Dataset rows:
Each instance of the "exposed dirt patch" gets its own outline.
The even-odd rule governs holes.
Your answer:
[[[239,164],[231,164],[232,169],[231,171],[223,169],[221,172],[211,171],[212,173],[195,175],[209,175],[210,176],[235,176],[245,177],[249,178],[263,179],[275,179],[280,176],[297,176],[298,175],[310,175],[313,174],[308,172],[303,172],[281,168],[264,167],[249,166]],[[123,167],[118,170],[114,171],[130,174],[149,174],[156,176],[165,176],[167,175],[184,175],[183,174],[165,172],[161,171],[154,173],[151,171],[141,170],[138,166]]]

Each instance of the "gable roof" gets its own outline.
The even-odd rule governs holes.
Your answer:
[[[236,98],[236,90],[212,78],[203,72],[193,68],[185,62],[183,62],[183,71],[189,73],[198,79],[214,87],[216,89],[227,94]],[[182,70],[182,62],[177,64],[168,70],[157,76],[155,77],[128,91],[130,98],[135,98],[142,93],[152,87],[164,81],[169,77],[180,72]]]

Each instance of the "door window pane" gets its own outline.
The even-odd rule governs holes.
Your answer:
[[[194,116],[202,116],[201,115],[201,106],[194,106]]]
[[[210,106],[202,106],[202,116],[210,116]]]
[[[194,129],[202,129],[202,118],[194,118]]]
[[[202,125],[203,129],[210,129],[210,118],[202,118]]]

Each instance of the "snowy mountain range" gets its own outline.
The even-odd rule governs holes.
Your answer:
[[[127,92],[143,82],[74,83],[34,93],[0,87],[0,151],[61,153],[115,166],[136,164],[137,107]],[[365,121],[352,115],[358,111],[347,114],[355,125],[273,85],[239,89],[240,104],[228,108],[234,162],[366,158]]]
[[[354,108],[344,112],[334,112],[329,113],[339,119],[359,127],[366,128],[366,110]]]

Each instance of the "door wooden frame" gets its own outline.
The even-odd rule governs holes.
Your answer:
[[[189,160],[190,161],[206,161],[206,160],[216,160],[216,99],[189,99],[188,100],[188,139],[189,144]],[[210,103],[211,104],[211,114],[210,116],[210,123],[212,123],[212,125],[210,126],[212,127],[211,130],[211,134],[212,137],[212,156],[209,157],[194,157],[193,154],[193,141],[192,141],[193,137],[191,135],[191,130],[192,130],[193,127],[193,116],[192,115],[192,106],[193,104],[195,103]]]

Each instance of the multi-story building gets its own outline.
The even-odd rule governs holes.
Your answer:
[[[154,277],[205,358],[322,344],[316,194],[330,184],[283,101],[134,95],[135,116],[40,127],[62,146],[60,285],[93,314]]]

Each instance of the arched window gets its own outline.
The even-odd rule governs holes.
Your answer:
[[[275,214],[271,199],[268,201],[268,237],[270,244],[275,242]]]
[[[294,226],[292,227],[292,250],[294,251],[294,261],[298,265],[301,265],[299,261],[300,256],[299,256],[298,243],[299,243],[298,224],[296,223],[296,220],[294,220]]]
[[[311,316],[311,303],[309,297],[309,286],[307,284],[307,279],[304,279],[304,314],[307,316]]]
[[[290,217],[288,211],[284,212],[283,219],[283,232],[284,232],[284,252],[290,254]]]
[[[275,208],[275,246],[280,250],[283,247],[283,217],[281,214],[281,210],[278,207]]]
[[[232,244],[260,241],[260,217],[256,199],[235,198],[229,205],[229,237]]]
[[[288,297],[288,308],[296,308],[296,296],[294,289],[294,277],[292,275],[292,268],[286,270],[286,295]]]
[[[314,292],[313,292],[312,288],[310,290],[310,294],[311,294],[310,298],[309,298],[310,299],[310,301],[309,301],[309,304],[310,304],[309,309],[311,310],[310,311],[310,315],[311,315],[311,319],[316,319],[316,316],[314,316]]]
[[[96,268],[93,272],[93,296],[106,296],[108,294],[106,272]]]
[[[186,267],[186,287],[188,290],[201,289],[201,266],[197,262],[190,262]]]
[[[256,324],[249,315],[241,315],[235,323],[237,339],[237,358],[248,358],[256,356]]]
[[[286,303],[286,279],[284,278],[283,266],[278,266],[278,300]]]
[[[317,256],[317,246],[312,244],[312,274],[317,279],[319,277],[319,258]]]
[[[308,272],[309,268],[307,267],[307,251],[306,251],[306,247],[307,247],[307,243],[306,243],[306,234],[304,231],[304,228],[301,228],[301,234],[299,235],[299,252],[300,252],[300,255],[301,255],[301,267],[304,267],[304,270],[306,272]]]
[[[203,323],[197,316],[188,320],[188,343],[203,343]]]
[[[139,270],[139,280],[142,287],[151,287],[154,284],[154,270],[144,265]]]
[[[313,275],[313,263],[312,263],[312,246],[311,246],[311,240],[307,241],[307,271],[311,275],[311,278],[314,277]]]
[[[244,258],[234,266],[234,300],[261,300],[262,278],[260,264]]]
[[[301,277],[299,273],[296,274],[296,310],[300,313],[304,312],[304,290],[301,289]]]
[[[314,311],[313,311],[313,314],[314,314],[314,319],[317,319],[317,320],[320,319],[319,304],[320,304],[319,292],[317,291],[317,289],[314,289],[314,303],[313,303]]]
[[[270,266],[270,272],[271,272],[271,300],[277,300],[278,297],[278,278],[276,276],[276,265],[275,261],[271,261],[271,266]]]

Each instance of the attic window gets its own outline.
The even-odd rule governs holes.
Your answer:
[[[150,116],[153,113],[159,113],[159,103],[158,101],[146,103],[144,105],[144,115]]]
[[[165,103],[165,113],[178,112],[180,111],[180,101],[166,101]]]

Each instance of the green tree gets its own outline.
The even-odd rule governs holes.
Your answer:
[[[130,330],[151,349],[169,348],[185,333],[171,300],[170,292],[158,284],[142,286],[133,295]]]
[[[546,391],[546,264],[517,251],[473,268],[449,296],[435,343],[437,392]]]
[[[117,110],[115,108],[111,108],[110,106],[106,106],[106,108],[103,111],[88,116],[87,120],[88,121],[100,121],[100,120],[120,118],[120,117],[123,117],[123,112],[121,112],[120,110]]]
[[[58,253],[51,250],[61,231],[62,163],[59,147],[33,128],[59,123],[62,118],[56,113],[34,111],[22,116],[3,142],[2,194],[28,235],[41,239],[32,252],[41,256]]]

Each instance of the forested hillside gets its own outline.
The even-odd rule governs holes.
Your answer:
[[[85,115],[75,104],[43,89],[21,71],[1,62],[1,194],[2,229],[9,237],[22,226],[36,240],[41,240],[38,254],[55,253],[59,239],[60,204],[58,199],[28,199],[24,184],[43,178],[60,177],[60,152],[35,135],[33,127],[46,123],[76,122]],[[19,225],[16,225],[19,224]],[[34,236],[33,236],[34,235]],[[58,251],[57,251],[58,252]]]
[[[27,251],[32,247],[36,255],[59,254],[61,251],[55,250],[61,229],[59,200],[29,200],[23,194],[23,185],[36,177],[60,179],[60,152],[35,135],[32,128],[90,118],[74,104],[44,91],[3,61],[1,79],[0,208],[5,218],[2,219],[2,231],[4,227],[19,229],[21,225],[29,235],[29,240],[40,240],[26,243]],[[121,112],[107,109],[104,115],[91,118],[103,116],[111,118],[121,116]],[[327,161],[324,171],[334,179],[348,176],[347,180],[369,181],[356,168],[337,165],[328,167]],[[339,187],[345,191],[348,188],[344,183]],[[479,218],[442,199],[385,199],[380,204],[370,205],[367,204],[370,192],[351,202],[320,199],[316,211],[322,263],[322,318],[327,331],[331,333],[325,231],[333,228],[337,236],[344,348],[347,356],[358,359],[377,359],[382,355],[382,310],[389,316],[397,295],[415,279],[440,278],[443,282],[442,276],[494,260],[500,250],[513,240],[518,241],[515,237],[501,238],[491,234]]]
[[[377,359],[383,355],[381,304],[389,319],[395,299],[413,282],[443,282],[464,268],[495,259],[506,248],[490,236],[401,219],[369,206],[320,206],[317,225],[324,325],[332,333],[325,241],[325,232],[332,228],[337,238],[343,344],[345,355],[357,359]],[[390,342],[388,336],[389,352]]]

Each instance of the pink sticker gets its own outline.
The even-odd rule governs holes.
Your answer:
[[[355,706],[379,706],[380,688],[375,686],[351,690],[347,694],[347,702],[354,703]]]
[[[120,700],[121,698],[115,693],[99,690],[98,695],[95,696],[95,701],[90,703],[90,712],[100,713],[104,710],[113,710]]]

**TASK INSTRUCTIONS:**
Rewrite the part that opens with the line containing "Each instance of the arched" and closes with the line containing "[[[275,214],[271,199],[268,201],[268,237],[270,244],[275,242]]]". Copy the request lines unchanged, but multiply every vertex coordinate in the answer by 0.3 and round each result to a whole number, rounding halves up.

**COMPLETE ANSWER:**
Each instance of the arched window gets its own outline.
The even-odd rule governs holes.
Your answer:
[[[83,64],[81,60],[80,60],[80,71],[81,73],[83,73]]]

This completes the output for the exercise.